Do this -> Write out, word for word, the stretch of the concert review from "KK’s Steel Mill" through "comparatively restrained Reach.".

Excerpt to read ->
BEGIN
When it was announced that this Holy Trinity of the very finest Melodic Rock Bands On The Planet (Tyketto, FM and Dare) would be touring together as Triple Headliners, folks must have thought that they had died and gone to AOR Heaven. It was no surprise then that LL’s Steel Mill was, as I like to describe, ‘Comfortably Rammed’.
KK’s Steel Mill – 19 May 2023
Words: Sophie James
Photography: John Inglis
Regardless of your regular or preferred position, tonight, I just wanted to stand at the back, be in the sonic sweet spot and let the sumptuous sound waves wash all over me. On this constantly rotating bill, I will get straight to the point and say that this evening’s ‘Headliners’ Tyketto were simply out of this world.
“Wolverhampton! Say hello to Facebook Live,” proclaimed Danny while scanning the audience with his mobile phone. “Show them where the party is!” before opening with the comparatively restrained Reach.
Playing the long game makes sense. Things will build. Danny’s acoustic added another layer of sparkle to the mix. Ged on the keyboards was providing sterling support to the vocals. Later, we were introduced to the flair and vitality of the group’s newest member, Kane’d/Chez Kane guitarist Harry Scott Elliot.
“We heard you singing loud and clear from upstairs. Are you going to sing for us now?” The crowd didn’t let him down, as it was on the fittingly named Wings that things started to soar. Now warmed up, Danny let rip. Cue mass whoooah-oh-ohhhs, as it concluded to rapturous applause, it was evident who the majority of the crowd had come to see.
END
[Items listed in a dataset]
BEGIN
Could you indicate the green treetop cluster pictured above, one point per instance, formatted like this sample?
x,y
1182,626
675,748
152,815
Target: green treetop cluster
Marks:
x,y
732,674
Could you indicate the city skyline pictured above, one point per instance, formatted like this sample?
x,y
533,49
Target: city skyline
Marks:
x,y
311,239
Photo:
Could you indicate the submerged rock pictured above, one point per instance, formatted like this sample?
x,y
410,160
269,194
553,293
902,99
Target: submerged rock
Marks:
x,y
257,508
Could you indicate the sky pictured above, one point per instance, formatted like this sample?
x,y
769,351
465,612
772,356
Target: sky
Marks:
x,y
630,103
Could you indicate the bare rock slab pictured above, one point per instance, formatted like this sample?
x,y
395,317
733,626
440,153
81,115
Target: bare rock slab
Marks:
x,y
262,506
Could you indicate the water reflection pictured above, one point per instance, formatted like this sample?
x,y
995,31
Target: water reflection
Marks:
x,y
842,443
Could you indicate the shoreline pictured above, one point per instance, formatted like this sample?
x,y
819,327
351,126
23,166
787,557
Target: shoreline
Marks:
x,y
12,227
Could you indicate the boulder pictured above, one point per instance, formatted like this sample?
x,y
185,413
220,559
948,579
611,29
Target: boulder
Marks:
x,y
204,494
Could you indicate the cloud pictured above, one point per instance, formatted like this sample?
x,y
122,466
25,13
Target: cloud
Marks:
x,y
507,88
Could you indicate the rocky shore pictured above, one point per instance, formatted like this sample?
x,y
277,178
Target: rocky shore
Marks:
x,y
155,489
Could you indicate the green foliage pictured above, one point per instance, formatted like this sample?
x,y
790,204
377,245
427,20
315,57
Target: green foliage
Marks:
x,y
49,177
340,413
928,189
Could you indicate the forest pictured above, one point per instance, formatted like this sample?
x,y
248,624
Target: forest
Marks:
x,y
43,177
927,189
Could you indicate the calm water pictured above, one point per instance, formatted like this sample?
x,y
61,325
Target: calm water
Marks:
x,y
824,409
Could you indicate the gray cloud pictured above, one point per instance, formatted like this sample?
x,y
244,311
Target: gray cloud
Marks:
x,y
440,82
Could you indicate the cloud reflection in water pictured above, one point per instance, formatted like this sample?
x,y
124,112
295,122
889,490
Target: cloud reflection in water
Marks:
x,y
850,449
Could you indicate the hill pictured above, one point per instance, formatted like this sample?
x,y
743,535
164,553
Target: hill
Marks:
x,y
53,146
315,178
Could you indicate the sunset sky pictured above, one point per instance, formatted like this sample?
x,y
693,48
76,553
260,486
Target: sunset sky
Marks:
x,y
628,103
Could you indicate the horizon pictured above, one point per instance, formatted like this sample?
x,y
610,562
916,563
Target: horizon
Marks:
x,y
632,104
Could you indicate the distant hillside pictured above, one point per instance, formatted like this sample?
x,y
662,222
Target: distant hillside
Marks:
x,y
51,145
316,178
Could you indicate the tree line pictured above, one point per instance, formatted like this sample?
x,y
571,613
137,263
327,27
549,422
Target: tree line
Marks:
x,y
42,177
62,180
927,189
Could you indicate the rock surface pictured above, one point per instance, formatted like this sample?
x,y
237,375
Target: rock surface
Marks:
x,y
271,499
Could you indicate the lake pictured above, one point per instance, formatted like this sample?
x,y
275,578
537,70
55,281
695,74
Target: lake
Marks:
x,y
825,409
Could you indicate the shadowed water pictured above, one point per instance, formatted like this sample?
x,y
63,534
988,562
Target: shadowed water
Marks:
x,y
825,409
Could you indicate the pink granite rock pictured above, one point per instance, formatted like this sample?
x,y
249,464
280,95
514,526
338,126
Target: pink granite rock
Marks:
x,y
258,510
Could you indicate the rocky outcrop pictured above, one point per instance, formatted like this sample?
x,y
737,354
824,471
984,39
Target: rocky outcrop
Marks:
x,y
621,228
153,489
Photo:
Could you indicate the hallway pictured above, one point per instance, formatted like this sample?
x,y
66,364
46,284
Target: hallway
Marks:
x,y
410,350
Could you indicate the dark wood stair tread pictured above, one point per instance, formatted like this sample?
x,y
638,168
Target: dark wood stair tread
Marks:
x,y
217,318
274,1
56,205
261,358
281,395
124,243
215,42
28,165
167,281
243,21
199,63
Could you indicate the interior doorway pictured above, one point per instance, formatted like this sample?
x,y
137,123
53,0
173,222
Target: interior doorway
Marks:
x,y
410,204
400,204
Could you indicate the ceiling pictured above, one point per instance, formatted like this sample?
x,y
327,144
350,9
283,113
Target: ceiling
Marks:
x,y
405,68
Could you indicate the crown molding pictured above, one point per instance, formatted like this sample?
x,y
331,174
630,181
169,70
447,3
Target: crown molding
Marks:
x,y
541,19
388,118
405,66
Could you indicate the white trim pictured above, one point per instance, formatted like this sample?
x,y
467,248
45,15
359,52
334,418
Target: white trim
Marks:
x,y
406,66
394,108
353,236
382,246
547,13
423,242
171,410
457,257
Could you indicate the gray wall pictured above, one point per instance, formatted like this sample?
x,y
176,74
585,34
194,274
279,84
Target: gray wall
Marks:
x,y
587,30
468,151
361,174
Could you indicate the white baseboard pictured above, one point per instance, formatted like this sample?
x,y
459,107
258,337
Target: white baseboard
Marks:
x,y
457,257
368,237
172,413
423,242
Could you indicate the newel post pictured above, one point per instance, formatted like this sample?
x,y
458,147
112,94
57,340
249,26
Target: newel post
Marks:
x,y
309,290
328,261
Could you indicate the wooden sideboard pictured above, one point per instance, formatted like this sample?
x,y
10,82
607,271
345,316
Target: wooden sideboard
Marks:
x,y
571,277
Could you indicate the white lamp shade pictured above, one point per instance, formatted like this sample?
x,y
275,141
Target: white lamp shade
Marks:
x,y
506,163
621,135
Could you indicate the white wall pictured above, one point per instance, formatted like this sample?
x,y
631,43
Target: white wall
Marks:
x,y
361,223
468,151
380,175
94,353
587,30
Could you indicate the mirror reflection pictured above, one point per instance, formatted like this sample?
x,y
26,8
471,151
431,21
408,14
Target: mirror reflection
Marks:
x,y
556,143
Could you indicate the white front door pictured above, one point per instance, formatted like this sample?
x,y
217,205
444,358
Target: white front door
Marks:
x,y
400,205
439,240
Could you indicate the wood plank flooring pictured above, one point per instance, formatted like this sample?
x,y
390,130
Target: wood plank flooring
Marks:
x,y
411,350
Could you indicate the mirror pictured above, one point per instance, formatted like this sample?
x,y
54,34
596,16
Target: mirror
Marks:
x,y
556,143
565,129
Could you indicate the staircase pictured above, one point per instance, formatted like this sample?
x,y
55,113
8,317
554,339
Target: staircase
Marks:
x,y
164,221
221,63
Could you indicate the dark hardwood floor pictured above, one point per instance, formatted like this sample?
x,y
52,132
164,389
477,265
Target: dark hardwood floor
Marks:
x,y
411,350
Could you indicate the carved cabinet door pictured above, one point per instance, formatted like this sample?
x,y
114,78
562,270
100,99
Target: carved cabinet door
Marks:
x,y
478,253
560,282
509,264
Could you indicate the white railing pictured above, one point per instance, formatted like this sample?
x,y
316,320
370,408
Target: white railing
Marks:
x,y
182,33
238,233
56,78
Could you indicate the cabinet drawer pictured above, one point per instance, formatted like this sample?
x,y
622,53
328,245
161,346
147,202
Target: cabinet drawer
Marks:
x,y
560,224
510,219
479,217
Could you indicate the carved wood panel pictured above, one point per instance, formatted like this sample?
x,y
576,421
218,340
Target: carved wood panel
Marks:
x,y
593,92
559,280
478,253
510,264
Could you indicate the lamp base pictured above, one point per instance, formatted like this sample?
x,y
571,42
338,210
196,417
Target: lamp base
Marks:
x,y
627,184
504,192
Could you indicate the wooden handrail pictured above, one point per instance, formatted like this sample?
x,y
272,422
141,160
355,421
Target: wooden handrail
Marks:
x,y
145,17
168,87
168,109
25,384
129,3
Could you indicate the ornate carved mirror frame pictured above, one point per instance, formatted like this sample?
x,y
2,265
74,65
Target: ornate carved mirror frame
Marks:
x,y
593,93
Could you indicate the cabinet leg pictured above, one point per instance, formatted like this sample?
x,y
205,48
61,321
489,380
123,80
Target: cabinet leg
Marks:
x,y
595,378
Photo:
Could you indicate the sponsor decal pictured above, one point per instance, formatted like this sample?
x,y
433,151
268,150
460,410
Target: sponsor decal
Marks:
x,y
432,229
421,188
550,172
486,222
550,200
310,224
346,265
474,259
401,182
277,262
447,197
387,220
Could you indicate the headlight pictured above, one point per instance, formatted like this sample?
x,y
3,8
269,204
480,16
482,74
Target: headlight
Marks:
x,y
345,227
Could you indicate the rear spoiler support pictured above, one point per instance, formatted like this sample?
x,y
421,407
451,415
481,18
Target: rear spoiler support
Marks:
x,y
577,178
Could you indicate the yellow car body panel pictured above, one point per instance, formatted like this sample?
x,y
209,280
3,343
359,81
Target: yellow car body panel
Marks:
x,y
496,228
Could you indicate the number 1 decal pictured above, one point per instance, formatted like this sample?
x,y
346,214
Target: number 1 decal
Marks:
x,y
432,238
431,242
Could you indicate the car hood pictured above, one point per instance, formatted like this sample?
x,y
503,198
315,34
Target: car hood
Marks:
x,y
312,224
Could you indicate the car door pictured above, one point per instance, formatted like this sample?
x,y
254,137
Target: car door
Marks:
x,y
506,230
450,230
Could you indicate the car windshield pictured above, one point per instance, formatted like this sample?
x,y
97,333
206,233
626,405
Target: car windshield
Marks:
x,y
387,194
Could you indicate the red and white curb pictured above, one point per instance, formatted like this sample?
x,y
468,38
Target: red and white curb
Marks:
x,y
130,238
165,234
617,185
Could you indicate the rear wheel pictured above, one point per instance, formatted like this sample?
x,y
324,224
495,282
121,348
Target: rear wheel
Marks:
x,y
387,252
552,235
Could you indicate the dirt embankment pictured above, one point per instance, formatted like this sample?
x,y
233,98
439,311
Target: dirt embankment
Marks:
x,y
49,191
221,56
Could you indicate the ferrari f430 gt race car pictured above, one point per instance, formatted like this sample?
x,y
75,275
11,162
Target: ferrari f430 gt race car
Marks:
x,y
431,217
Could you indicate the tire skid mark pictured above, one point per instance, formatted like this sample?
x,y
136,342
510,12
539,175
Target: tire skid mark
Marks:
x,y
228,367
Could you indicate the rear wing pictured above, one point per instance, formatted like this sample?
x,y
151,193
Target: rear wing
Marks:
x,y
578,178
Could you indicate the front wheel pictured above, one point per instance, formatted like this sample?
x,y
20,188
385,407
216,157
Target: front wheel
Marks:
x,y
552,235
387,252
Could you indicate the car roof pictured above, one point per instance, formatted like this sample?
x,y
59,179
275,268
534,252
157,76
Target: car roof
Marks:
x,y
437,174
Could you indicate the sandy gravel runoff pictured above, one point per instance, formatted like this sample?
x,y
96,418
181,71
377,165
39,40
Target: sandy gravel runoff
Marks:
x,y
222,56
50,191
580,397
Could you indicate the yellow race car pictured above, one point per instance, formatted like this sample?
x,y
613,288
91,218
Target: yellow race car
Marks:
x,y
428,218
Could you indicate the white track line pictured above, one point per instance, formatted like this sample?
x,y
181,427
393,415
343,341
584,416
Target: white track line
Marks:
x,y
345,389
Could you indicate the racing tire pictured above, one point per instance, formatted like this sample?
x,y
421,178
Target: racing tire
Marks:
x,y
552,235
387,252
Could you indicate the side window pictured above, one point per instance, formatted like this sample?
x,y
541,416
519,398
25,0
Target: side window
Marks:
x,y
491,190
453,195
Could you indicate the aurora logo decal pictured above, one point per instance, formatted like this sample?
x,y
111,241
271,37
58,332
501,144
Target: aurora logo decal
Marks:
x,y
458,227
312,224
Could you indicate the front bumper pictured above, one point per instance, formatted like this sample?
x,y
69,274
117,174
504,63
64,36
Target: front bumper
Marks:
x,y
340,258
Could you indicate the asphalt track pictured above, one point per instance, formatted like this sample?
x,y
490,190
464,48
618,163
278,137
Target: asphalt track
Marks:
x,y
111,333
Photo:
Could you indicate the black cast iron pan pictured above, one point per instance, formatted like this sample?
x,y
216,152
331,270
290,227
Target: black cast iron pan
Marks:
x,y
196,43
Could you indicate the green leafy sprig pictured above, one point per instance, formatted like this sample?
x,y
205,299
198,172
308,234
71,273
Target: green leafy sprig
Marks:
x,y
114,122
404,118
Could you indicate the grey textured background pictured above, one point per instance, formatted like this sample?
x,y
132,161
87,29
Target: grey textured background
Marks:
END
The reply ->
KK’s Steel Mill – 19 May 2023
Words: Sophie James
Photography: John Inglis
Regardless of your regular or preferred position, tonight, I just wanted to stand at the back, be in the sonic sweet spot and let the sumptuous sound waves wash all over me. On this constantly rotating bill, I will get straight to the point and say that this evening’s ‘Headliners’ Tyketto were simply out of this world.
“Wolverhampton! Say hello to Facebook Live,” proclaimed Danny while scanning the audience with his mobile phone. “Show them where the party is!” before opening with the comparatively restrained Reach.